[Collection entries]
»»

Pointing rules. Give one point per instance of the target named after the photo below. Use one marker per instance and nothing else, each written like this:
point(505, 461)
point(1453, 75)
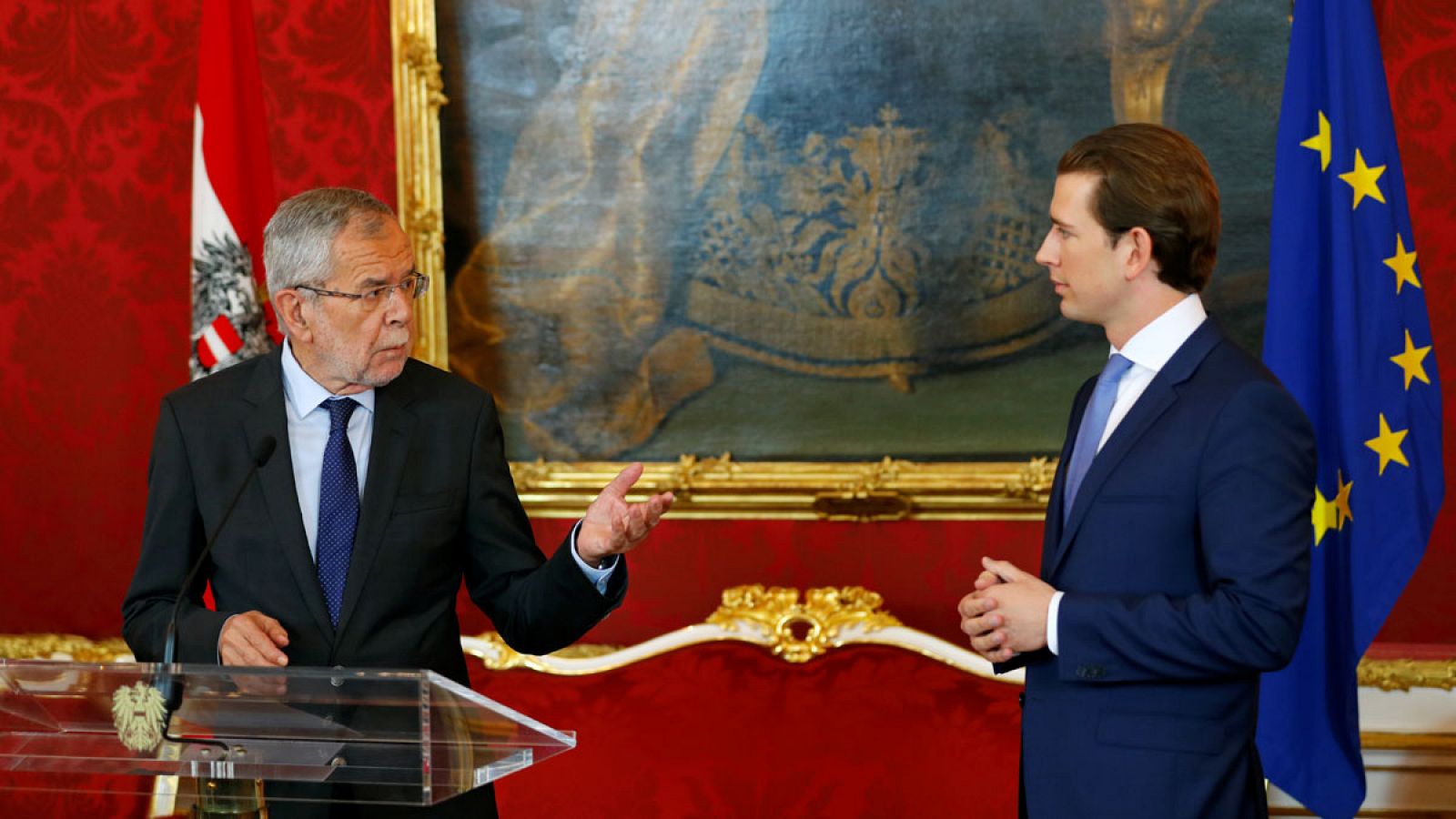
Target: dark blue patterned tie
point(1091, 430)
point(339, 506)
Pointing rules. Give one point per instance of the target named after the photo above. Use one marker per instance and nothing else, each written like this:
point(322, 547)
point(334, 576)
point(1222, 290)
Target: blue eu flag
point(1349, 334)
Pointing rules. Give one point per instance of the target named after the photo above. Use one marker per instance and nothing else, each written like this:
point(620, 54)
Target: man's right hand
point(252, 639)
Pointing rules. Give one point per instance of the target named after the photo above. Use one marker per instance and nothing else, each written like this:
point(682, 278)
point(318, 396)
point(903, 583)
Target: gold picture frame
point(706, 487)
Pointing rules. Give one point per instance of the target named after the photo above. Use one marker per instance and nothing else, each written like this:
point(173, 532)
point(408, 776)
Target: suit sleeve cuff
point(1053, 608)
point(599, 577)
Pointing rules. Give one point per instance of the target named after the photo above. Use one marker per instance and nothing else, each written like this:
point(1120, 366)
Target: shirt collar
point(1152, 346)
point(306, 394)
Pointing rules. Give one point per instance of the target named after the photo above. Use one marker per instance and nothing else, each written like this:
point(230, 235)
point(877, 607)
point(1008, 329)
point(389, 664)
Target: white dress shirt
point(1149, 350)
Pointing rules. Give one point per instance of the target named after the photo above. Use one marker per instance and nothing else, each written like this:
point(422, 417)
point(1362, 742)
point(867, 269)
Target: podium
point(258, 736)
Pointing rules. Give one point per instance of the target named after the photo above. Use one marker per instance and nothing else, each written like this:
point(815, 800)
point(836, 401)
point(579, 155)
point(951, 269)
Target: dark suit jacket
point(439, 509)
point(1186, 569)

««

Leave out the pictures and copy every record above exactly.

Pointing rules. Give one point per instance of the target named after the photo below. Use one marker per instance and nothing else, each written like this:
point(505, 461)
point(1453, 75)
Target: dark blue patterned tie
point(1091, 430)
point(339, 506)
Pointing rules. Give one point per instance of the target named after the photo above. Use one marker per instance and nothing else, each written like this:
point(322, 547)
point(334, 576)
point(1222, 290)
Target: blue eu flag
point(1349, 334)
Pointing rules. Give one point per instance of the target named after the photo above. Use one marker per instance and nothing else, each written like this:
point(620, 54)
Target: man's right hand
point(252, 639)
Pointing rules. Give one point per instance of the target named after the photo above. Use one marker per instance and nothing else, each written like this:
point(682, 278)
point(318, 396)
point(903, 583)
Target: gold picture frame
point(706, 487)
Pointing rules. Give one point per instance of the target named after the photo above. Use one marker per instance and nothing else, each written like this:
point(173, 532)
point(408, 776)
Target: suit sleeve cuff
point(1053, 608)
point(599, 577)
Pointing rules. Give one point per instance of the target named after the photo above. Use one marker per instance and nothing else, each written like this:
point(1120, 366)
Target: shirt collar
point(1152, 346)
point(306, 394)
Pointing rules. Give one point per instance of the target named after the photo above. Use one marker per instance and nothing else, each written like this:
point(230, 235)
point(877, 607)
point(1008, 329)
point(389, 664)
Target: white dress shirt
point(1149, 350)
Pointing rules. Give one point per instance of the target named after the photo above. Use one marker per instance and nothing else, each written like this:
point(422, 417)
point(1362, 742)
point(867, 269)
Target: podium
point(258, 736)
Pointing rules. Give one point per instance of the target named after the photo above. Use one marker per instance and nothing else, each written like this:
point(815, 800)
point(836, 401)
point(579, 155)
point(951, 269)
Target: dark suit jacket
point(439, 509)
point(1186, 569)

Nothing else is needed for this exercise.